▶ **DESCRIPTION OF THE TASK**: Copy every record word for word. Pictures are not part of the copy.

▶ **PROVIDED INFORMATION**:
══════════════════════════════

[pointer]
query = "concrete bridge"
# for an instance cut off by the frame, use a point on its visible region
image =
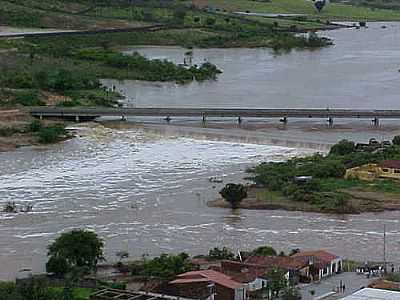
(83, 113)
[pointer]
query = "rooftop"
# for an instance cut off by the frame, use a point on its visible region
(391, 164)
(113, 294)
(373, 294)
(321, 255)
(284, 262)
(207, 276)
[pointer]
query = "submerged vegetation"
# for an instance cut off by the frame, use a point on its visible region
(318, 180)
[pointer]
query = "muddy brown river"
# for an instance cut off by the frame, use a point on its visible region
(145, 191)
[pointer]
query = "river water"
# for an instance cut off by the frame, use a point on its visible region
(145, 191)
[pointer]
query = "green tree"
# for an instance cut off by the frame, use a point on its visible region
(166, 266)
(51, 134)
(234, 193)
(265, 251)
(396, 140)
(218, 254)
(35, 126)
(343, 147)
(75, 249)
(210, 21)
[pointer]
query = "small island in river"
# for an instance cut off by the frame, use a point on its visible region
(350, 179)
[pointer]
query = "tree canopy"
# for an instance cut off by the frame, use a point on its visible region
(77, 248)
(234, 193)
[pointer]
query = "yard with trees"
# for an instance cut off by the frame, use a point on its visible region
(317, 183)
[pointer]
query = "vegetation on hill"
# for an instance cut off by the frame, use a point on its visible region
(318, 181)
(332, 11)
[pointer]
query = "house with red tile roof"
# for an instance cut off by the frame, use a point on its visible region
(223, 286)
(297, 269)
(250, 275)
(322, 263)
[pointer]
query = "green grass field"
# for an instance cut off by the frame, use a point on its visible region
(333, 11)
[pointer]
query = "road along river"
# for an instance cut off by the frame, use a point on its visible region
(145, 191)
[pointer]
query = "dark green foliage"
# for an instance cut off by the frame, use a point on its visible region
(210, 21)
(8, 131)
(35, 126)
(234, 193)
(58, 265)
(57, 79)
(152, 70)
(51, 134)
(78, 248)
(342, 148)
(29, 98)
(396, 140)
(324, 189)
(218, 254)
(265, 251)
(166, 266)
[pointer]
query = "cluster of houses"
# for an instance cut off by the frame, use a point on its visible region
(388, 169)
(249, 279)
(235, 280)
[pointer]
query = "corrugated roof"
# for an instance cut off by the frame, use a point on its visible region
(321, 255)
(391, 164)
(284, 262)
(209, 275)
(373, 294)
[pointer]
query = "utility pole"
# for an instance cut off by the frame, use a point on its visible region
(384, 248)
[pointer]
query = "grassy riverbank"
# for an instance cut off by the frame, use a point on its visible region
(325, 189)
(332, 11)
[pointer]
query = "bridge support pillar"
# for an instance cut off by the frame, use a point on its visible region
(330, 121)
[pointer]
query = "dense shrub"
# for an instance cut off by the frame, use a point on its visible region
(51, 134)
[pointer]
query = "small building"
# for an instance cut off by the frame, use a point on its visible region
(113, 294)
(373, 294)
(389, 169)
(322, 263)
(251, 276)
(199, 282)
(297, 270)
(205, 264)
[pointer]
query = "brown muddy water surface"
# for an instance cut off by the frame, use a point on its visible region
(144, 188)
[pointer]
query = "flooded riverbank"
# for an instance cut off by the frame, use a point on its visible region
(145, 189)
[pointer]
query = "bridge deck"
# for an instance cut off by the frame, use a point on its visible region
(213, 112)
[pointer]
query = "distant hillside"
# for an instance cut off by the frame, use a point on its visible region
(90, 14)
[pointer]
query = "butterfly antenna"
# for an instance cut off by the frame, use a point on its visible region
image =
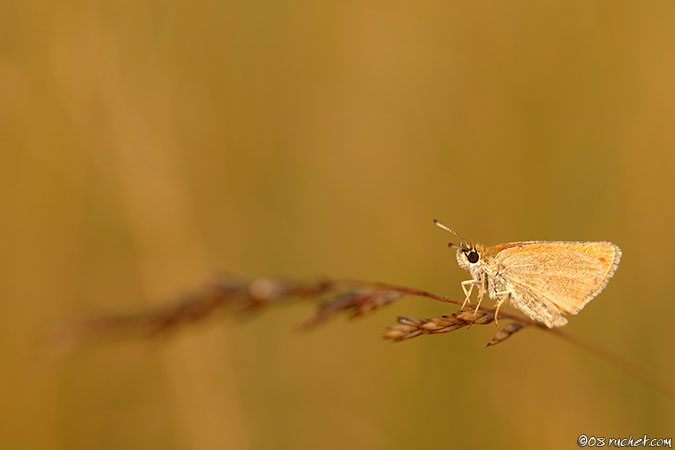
(447, 228)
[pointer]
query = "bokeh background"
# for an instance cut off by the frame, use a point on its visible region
(146, 146)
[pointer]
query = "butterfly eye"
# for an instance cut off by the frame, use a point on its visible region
(472, 256)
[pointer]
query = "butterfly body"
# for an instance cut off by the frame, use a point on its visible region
(544, 279)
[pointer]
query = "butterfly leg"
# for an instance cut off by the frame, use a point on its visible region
(503, 296)
(467, 291)
(481, 290)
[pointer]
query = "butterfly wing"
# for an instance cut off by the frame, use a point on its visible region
(567, 274)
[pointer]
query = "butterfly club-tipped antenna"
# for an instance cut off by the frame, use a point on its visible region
(463, 242)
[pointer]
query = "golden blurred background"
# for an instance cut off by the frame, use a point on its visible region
(148, 145)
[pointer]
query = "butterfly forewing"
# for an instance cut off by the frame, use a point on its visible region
(569, 274)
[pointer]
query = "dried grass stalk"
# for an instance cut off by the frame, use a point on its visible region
(352, 297)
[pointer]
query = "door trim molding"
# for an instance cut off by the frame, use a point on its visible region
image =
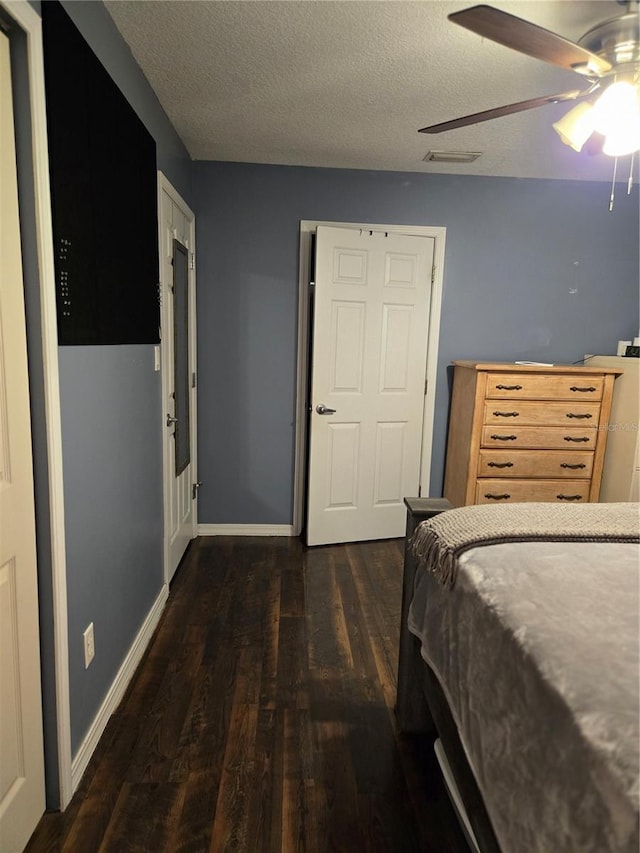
(307, 228)
(31, 24)
(165, 186)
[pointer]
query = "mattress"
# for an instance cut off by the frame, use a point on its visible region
(536, 649)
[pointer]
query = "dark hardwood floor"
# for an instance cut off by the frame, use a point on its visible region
(261, 717)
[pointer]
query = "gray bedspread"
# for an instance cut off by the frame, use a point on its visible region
(536, 648)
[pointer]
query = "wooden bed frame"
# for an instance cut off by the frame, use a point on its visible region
(421, 705)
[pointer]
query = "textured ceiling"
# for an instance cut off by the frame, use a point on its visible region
(347, 84)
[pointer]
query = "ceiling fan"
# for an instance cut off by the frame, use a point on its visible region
(607, 57)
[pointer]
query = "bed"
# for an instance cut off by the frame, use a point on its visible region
(519, 652)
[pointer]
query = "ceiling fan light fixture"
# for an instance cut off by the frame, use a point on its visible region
(451, 156)
(576, 126)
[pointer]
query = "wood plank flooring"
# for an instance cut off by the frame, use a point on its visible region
(261, 717)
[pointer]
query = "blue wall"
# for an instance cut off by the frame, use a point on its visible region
(112, 455)
(535, 270)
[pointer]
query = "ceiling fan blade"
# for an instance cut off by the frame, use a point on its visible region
(531, 39)
(509, 109)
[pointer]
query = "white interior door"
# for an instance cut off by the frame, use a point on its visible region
(178, 347)
(370, 336)
(22, 799)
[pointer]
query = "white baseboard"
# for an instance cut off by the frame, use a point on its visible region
(116, 691)
(246, 530)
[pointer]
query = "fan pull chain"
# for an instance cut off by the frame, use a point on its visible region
(613, 183)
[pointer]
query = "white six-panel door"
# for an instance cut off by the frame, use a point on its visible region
(22, 799)
(177, 223)
(370, 336)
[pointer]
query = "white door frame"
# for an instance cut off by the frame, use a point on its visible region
(307, 228)
(165, 186)
(31, 24)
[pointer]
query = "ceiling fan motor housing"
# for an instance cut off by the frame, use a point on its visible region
(616, 40)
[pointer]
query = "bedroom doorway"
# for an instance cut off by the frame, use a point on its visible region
(22, 792)
(178, 366)
(371, 320)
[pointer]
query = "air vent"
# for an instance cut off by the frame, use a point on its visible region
(451, 156)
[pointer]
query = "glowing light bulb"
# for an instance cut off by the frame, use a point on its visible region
(576, 126)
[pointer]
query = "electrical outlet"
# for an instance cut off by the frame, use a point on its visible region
(89, 645)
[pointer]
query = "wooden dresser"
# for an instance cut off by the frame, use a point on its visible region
(527, 432)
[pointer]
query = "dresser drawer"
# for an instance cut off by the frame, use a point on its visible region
(516, 491)
(514, 412)
(545, 438)
(535, 463)
(537, 386)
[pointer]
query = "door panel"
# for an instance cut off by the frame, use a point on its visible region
(177, 228)
(371, 319)
(21, 747)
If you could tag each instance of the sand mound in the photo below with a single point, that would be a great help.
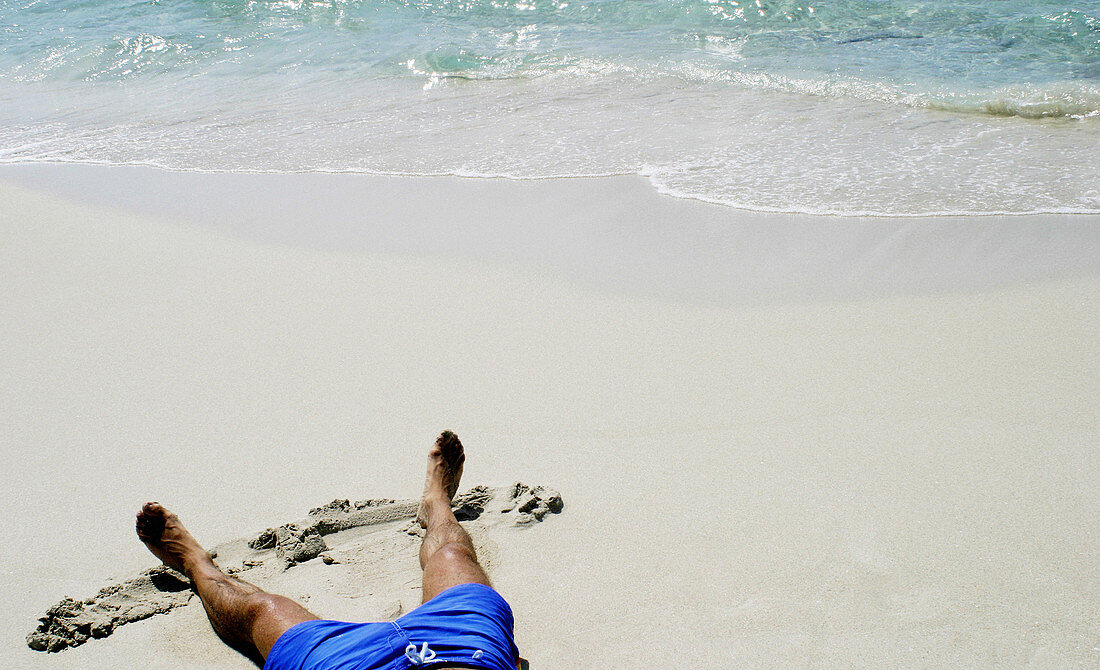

══════════════════════════════

▶ **ANSWER TO THE EXERCISE**:
[pointer]
query = "concrete bridge"
# for an instance cut off by the frame, use a point on its visible region
image =
(83, 113)
[pointer]
query = "rooftop"
# for an instance cut off by the frame, use a point on its visible region
(391, 164)
(113, 294)
(373, 294)
(321, 255)
(284, 262)
(207, 276)
[pointer]
query = "submerged vegetation"
# for an instance cut off by the frame, use a point on its visible region
(318, 180)
[pointer]
query = "muddy brown river"
# for an instance cut off by the frame, use a point on its visible region
(145, 191)
[pointer]
query = "river water"
# for an instance cut off by the frame, use a point on its visible region
(145, 191)
[pointer]
query = "green tree"
# for an instance cut off by the frame, use a point on its visible region
(166, 266)
(51, 134)
(234, 193)
(265, 251)
(396, 140)
(218, 254)
(35, 126)
(343, 147)
(75, 249)
(210, 21)
[pointer]
query = "small island in river"
# for an instance cut off by the frame, use a point on its visible region
(350, 179)
[pointer]
query = "tree canopy"
# for an instance cut off by the frame, use a point on its visible region
(77, 248)
(234, 193)
[pointer]
query = "yard with trees"
# for an instance cut off by the frame, use a point on its visible region
(317, 183)
[pointer]
query = "vegetation on hill"
# for an instance cut off by the frame, use a point on its visible region
(318, 181)
(332, 11)
[pointer]
query = "house with red tile roof"
# for an instance cut off by the frame, use a point on its visible region
(223, 286)
(297, 269)
(250, 275)
(322, 263)
[pointer]
query = "green grass field"
# for an instance cut off by the frame, use a point on its visible region
(333, 11)
[pointer]
query = "road along river"
# for an instance cut off by the frame, use a point on its visible region
(145, 191)
[pointer]
query = "dark green foliage"
# for an instance cut off by the frame, use a point on its visible region
(210, 21)
(8, 131)
(35, 126)
(234, 193)
(58, 265)
(57, 79)
(152, 70)
(51, 134)
(78, 248)
(342, 148)
(29, 98)
(396, 140)
(324, 189)
(218, 254)
(265, 251)
(166, 266)
[pointer]
query = "cluster of houses"
# for an instance cut off by the frame, use a point on its visible region
(388, 169)
(249, 279)
(235, 280)
[pointer]
query = "corrugated roof"
# for an instance cut off by the frame, use a point on its visible region
(321, 255)
(391, 164)
(284, 262)
(209, 275)
(373, 294)
[pointer]
query = "utility pole"
# for an instance cut off by the frame, use a point on its visible region
(384, 248)
[pointer]
query = "grassy riverbank"
# for an instance cut off by the frame, use a point on its visible region
(325, 189)
(332, 11)
[pointer]
query = "bridge support pillar"
# for an instance cut off by the frame, use a point on its visible region
(330, 121)
[pointer]
query = "dense shrub"
# for an instance cut off by the frame, use a point on its visible region
(51, 134)
[pointer]
query = "small building"
# for an instance cut off by the frame, use a point on its visible region
(113, 294)
(373, 294)
(389, 169)
(322, 263)
(251, 276)
(199, 282)
(297, 270)
(205, 264)
[pointer]
query = "brown muddy water surface"
# for an instance cut off by the frame, use a point on its visible region
(144, 188)
[pointer]
query = "flooded riverbank"
# for an instance cut off by the frame, use a point on its visible region
(145, 189)
[pointer]
query = "bridge deck"
# for an instance cut off by the frame, use a point on its visible region
(213, 112)
[pointer]
query = "distant hillside"
# for an instance cut off by the frame, use a point on its visible region
(90, 14)
[pointer]
query = "butterfly antenna"
# for an instance cut off by the frame, use a point on its visible region
image =
(447, 228)
[pointer]
query = "bokeh background"
# for an instance cut off by the frame, use a point on its visible region
(146, 146)
[pointer]
query = "butterfly eye"
# for an instance cut off by the frame, use a point on its visible region
(472, 256)
[pointer]
query = "butterfly body"
# for an instance cut off by the frame, use a point on its visible region
(544, 279)
[pointer]
query = "butterfly leg"
# for an instance cut off by the frame, use a point on its visible region
(503, 296)
(467, 291)
(481, 290)
[pointer]
query = "butterfly wing"
# for an instance cut off by the frame, use a point on its visible region
(567, 274)
[pointer]
query = "butterfly club-tipped antenna"
# for an instance cut off by the frame, use a point on its visible region
(463, 242)
[pointer]
query = "golden blurred background"
# for an instance cut off by the frame, use a point on its visible region
(148, 145)
[pointer]
query = "butterfly forewing"
# for an instance cut off by the frame, use a point on its visible region
(569, 274)
[pointer]
query = "dried grass stalk"
# for an instance cut off by the frame, use a point on its visible region
(352, 297)
[pointer]
query = "door trim molding"
# for an instance cut off by the frame, use a point on its visible region
image =
(307, 228)
(31, 24)
(165, 186)
[pointer]
query = "mattress"
# for an instance cut off by the frame, use a point on its visible region
(536, 649)
[pointer]
query = "dark hardwood floor"
# for an instance cut off by the frame, use a point on its visible region
(261, 717)
[pointer]
query = "gray bedspread"
# for an instance cut off by the frame, use a point on its visible region
(536, 648)
[pointer]
query = "wooden bed frame"
# for an instance cut off by the frame, use a point on its visible region
(421, 705)
[pointer]
query = "textured ceiling"
# for an instance cut off by the frame, use a point on its visible region
(347, 84)
[pointer]
query = "ceiling fan"
# for an instance cut off by the frame, use a point on its visible region
(607, 57)
[pointer]
query = "bed"
# for an instance cut off by the frame, use a point on its visible region
(519, 652)
[pointer]
query = "ceiling fan light fixture"
# for an instance cut off by the frame, use a point on its visible region
(451, 156)
(576, 126)
[pointer]
query = "wood plank flooring"
# for an instance cut off by the frame, use a point on its visible region
(261, 717)
[pointer]
query = "blue wall"
# for an instance cut off by the frame, use a point on its visible region
(112, 455)
(535, 270)
[pointer]
query = "ceiling fan blade"
# for an instance cut off by the frame, use a point on its visible region
(531, 39)
(509, 109)
[pointer]
query = "white interior door"
# for an instance cut off by the frame, use a point on its visible region
(178, 347)
(370, 336)
(22, 799)
[pointer]
query = "white baseboard"
# for an instance cut off by the frame, use a point on its visible region
(116, 691)
(246, 530)
[pointer]
query = "fan pull chain"
# for an instance cut off by the frame, use a point on its visible region
(613, 183)
[pointer]
query = "white six-panel door"
# for an instance cut off by the frame, use a point on its visible region
(22, 799)
(177, 223)
(370, 336)
[pointer]
query = "white door frame"
# for an instance cut off by the frame, use a point on its visible region
(307, 228)
(165, 186)
(31, 24)
[pointer]
query = "ceiling fan motor housing"
# for an instance cut off by the frame, use a point on its visible region
(616, 40)
[pointer]
query = "bedroom doorway"
# for an instance cut off by the frame, use a point on its visible region
(22, 792)
(178, 366)
(371, 320)
[pointer]
query = "air vent"
# for an instance cut off by the frame, use a point on its visible region
(451, 156)
[pointer]
query = "glowing light bulb"
# for an instance cut off by the frame, use a point on its visible region
(576, 126)
[pointer]
query = "electrical outlet"
# for an instance cut off by the frame, use a point on its visible region
(89, 645)
[pointer]
query = "wooden dresser"
# for an instance cut off by the frame, use a point on its visible region
(527, 432)
[pointer]
query = "dresser drawer"
# for an instance cut off by the frame, use a point on its visible region
(516, 491)
(514, 412)
(545, 438)
(535, 463)
(537, 386)
[pointer]
query = "door panel"
# for an instance cut off by the frame, use a point on its visible region
(177, 228)
(371, 319)
(21, 747)
If you could tag each instance of the sand mound in the photo below with a single point, that would be a great help.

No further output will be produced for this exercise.